#### Work order
Exact copies of all the records below should be returned.

# # #

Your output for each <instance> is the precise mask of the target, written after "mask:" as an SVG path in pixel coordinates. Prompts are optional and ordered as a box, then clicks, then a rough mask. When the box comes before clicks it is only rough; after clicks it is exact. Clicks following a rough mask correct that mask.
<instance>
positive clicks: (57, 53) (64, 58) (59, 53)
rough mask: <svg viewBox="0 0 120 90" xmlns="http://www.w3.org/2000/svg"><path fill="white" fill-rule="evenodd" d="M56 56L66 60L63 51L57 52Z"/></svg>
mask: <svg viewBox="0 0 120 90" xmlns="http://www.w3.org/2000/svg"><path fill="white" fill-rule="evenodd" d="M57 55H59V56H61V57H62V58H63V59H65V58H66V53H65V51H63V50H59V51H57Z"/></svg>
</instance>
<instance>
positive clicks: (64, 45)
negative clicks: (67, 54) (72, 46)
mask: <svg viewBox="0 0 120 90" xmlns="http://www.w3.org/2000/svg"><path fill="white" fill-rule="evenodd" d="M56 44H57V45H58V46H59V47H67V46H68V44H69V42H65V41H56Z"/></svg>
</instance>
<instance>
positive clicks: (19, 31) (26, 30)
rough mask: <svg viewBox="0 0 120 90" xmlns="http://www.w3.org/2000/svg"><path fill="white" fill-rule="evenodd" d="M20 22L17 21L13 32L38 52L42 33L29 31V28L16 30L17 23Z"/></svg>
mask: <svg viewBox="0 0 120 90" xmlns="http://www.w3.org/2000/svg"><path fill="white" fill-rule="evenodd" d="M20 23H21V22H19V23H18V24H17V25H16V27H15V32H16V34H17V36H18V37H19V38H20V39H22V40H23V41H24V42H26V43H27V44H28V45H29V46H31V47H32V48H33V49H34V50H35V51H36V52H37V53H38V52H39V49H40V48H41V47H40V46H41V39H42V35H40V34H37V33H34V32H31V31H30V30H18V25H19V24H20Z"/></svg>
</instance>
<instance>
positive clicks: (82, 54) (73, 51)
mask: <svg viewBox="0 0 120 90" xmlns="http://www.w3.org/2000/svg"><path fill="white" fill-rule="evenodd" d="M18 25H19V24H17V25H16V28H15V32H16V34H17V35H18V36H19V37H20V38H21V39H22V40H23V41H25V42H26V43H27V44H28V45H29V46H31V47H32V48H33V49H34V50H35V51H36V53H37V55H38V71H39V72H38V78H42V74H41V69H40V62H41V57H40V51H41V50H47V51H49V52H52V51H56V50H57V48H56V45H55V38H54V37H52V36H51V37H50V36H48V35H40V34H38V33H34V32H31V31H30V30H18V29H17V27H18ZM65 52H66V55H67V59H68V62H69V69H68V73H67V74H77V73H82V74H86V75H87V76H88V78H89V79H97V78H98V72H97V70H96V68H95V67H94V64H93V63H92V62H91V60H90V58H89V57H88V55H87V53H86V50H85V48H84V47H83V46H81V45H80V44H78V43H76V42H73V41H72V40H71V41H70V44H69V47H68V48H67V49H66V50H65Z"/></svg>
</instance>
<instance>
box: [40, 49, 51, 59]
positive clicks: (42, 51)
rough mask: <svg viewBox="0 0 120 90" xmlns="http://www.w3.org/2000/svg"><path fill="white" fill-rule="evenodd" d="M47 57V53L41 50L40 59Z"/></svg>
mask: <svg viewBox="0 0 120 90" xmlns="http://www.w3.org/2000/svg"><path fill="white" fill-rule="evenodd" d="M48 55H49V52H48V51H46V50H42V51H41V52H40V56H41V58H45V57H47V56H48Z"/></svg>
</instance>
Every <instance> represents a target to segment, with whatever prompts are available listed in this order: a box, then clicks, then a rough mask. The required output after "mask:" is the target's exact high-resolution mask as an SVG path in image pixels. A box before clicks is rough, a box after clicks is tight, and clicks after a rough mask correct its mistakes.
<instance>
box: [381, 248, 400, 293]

# # #

#### Answer box
Your output for each <instance> is the precise mask of the target, written after "mask:" as an SVG path in pixel coordinates. Prompts are optional and ordered as a box, then clicks, then a rough mask. When the box comes before clicks it is only rough; after clicks it is exact. Clicks following a rough mask correct that mask.
<instance>
positive clicks: (57, 53) (64, 58) (59, 53)
rough mask: <svg viewBox="0 0 120 90" xmlns="http://www.w3.org/2000/svg"><path fill="white" fill-rule="evenodd" d="M56 56L66 60L63 51L57 52Z"/></svg>
mask: <svg viewBox="0 0 120 90" xmlns="http://www.w3.org/2000/svg"><path fill="white" fill-rule="evenodd" d="M57 55H59V56H61V57H62V58H63V59H65V58H66V53H65V51H63V50H59V51H57Z"/></svg>
</instance>
<instance>
positive clicks: (64, 45)
negative clicks: (67, 54) (72, 46)
mask: <svg viewBox="0 0 120 90" xmlns="http://www.w3.org/2000/svg"><path fill="white" fill-rule="evenodd" d="M56 44H57V45H58V46H59V47H67V46H68V44H69V42H65V41H56Z"/></svg>
</instance>
<instance>
positive clicks: (19, 31) (26, 30)
rough mask: <svg viewBox="0 0 120 90" xmlns="http://www.w3.org/2000/svg"><path fill="white" fill-rule="evenodd" d="M20 22L17 21L13 32L38 52L42 33L29 31V28L16 30L17 23Z"/></svg>
mask: <svg viewBox="0 0 120 90" xmlns="http://www.w3.org/2000/svg"><path fill="white" fill-rule="evenodd" d="M20 23H21V22H19V23H18V24H17V25H16V27H15V32H16V34H17V36H18V37H19V38H20V39H22V40H23V41H24V42H26V43H27V44H28V45H29V46H31V47H32V48H33V49H34V50H35V51H36V52H37V53H38V52H39V49H40V48H41V47H40V46H41V39H42V35H40V34H37V33H34V32H31V31H30V30H18V25H19V24H20Z"/></svg>
</instance>
<instance>
positive clicks: (82, 54) (73, 51)
mask: <svg viewBox="0 0 120 90" xmlns="http://www.w3.org/2000/svg"><path fill="white" fill-rule="evenodd" d="M18 25H19V24H17V25H16V28H15V32H16V34H17V35H18V36H19V37H20V38H21V39H22V40H23V41H25V42H26V43H27V44H28V45H29V46H31V47H32V48H33V49H34V50H35V51H36V53H37V55H38V71H39V72H38V78H42V74H41V69H40V62H41V57H40V51H41V50H47V51H49V52H52V51H56V50H57V48H56V45H55V38H54V37H52V36H51V37H50V36H48V35H40V34H38V33H34V32H31V31H30V30H18V29H17V27H18ZM65 52H66V55H67V59H68V62H69V69H68V73H67V74H77V73H82V74H86V75H87V76H88V78H89V79H97V78H98V72H97V70H96V68H95V67H94V64H93V63H92V62H91V60H90V58H89V57H88V55H87V53H86V50H85V48H84V47H83V46H81V45H80V44H78V43H76V42H73V41H72V40H71V41H70V44H69V47H68V48H67V49H66V50H65Z"/></svg>
</instance>
<instance>
box: [40, 49, 51, 59]
positive clicks: (42, 51)
rough mask: <svg viewBox="0 0 120 90" xmlns="http://www.w3.org/2000/svg"><path fill="white" fill-rule="evenodd" d="M47 57V53L41 50L40 59Z"/></svg>
mask: <svg viewBox="0 0 120 90" xmlns="http://www.w3.org/2000/svg"><path fill="white" fill-rule="evenodd" d="M48 55H49V52H48V51H46V50H42V51H41V52H40V56H41V58H45V57H47V56H48Z"/></svg>
</instance>
Every <instance> represents a target to segment, with whatever prompts are available listed in this order: a box, then clicks, then a rough mask. The required output after "mask:" is the target's exact high-resolution mask as an SVG path in image pixels. A box before clicks is rough, a box after clicks is tight, and clicks after a rough mask correct its mistakes.
<instance>
box: [381, 248, 400, 293]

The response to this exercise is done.